**Provided passage**
##############################

The idea is that if you have a linear map $\mathfrak m_{X,p}/\mathfrak m_{X,p}^2 \to k(p)$, and you are given a "function" $f \in \mathfrak m_{X,p}$, the value of the linear map at $f$ should give you the "direction"al derivative of $f$.

Of course, this level of abstraction removes any reference to coordinate patches and such, so it is hard to see what's going on. To remove all the algebro-geometric nonsense and get a particular example, take a manifold $M$ (which is a topological space) and consider the sheaf $\mathcal O_M$ of $C^{\infty}$-functions on $M$, that is, if $U \subseteq M$ is an open set, $\mathcal O_M(U)$ is the set of smooth functions $U \to \mathbb R$. Then $\mathcal O_{M,p}$ consists of all germs of functions at $p$, and $\mathfrak m_{M,p}$ is the maximal ideal of those germs whose value at $p$ is zero. The ideal $\mathfrak m_{M,p}^2$ is the ideal of all finite sums of products of two functions in $\mathfrak m_{M,p}$, and in particular such functions always vanish with multiplicity $\ge 2$ (this is the product rule for differentiation). It is usually shown that the dual of $\mathfrak m_{M,p}/\mathfrak m_{M,p}^2$ corresponds to the space of all derivations at $p$ ; note that in this case, we have $k(p) \simeq \mathbb R$, so that the linear maps $\mathfrak m_{M,p}/\mathfrak m_{M,p}^2 \to k(p)$ actually take values in the real numbers.

Of course, the sheaf $\mathcal O_M$ needs to be defined, and this is usually done at some point using coordinate patches ; you do not get away from dealing with charts when doing differential geometry. Sure, at some point you stop using them if you deal with coordinate-free approaches, but they lie somewhere in the treatment of the theory. My point is that the ideas of differentiation do generalize, and this is just a quick glance of how it does ; algebraic geometry takes "differentiation" to a whole new level.

As continuity has been weakened and played with in many different ways (weak/weak-star convergence in functional analysis, semi-upper-lower-continuity in optimization, etc.) and differentiation too (Fréchet, Gâteaux, directional derivatives, semi-directional derivatives, Dini derivatives), you should always remember one thing : yes generalizations are useful, but you should never forget why you wanted to generalize in the first place. It can be either because you want to pay attention to a certain class of problems that you cannot solve and want to have a clearer point of view or to build stronger tools, but generalizing for the sake of generalizing usually leads to being confused and losing intuition, which is not what you want. To this day I am still scared of the use of Dini derivatives...

##############################

**Provided data**
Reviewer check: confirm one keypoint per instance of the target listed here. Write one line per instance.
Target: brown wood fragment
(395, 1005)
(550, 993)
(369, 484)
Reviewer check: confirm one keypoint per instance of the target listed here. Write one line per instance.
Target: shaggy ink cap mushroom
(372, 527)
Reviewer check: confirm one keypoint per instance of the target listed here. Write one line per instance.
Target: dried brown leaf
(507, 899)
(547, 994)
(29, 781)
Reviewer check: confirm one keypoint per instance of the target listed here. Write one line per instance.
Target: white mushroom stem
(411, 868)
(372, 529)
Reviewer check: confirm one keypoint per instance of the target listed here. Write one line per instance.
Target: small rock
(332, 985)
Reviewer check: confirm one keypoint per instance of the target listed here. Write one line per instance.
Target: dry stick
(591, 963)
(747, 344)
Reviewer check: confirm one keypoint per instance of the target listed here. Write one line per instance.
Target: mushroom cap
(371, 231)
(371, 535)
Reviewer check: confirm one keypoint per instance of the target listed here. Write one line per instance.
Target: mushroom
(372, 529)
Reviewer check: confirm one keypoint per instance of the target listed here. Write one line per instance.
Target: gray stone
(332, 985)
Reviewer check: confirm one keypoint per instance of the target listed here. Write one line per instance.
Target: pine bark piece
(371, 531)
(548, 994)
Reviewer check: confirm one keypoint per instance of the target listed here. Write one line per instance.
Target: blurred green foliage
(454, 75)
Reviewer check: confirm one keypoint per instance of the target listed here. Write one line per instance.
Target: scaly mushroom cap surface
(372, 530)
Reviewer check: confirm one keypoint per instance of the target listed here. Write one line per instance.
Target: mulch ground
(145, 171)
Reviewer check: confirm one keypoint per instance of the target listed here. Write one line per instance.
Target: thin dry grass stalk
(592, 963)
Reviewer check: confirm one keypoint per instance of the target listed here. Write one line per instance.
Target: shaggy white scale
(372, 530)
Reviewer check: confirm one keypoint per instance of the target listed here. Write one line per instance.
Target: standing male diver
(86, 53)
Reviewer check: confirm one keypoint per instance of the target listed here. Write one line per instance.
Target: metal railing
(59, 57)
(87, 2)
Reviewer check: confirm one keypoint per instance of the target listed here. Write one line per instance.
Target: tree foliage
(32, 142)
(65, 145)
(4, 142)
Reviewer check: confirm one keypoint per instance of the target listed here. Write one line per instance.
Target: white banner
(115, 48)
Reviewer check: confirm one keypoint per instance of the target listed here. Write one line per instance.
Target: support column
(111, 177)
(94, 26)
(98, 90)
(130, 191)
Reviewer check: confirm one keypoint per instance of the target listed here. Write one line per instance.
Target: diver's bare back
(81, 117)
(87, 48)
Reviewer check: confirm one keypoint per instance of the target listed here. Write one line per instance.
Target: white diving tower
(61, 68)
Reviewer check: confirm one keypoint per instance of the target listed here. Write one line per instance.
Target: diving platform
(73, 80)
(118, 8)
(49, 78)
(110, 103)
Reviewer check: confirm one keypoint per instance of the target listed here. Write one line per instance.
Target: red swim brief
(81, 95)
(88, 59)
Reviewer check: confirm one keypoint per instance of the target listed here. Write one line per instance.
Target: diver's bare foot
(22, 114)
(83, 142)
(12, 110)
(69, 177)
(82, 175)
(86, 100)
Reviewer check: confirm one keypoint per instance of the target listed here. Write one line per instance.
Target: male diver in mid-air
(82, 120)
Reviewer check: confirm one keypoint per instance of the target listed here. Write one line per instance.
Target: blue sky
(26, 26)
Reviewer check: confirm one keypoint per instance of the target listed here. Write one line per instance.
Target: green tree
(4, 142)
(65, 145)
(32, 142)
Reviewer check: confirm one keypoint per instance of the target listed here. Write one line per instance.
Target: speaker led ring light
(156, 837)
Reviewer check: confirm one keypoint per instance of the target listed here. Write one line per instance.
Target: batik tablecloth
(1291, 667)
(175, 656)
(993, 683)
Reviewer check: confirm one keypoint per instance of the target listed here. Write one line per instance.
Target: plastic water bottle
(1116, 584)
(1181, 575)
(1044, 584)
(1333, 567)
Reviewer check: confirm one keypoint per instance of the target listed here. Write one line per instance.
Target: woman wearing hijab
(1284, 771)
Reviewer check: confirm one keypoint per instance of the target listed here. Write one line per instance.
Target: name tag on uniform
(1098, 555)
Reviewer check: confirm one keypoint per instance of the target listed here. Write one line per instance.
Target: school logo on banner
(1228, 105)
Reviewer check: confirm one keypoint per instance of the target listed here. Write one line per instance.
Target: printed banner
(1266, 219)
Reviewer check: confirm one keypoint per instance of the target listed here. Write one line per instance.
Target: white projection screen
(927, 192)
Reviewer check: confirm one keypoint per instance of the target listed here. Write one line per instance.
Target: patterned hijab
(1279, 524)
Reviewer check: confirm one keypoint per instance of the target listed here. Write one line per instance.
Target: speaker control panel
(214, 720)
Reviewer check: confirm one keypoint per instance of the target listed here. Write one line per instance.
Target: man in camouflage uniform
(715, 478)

##############################

**Stated task**
Extend the forum post above on cotangent spaces and generalized derivatives with a few sentences that pick up after its final sentence.

**Output of the task**
Hope that helps,

It seems some of the frustration is with having to define manifolds from the inside out, by pasting together coordinate charts. It's possible to axiomatize a notion of "smooth object" in such a way that we can work with smooth functions on analogues of manifolds, function spaces, products, quotients, intersections, infinitesimally small spaces, and anything else you (or, at least, I) can imagine, and thus define spaces from the outside in, never using coordinates or charts in the definitions. This theory is called synthetic differential geometry (SDG.)

SDG gives a very different definition of smooth function than one uses classically, because one works in a logical framework in which it's impossible to even define non-smooth functions. So, synthetically, a smooth function is...any function between spaces in a model of SDG! This doesn't mean much until you know about what it takes to be a model of SDG. What SDG axiomatizes is what an object $R$ has to do to be able to act like a smooth line to do some differential geometry: so it has some elements which square to zero on which every function is linear (which leads to the definition of derivative,) a much bigger collection of nilpotent elements on which every function is defined by its Taylor series, every function on it has an antiderivative, etc...Then the other smooth objects all have their maps determined, at least locally, by their relationship to this "line" and its infinitesimally small subspaces.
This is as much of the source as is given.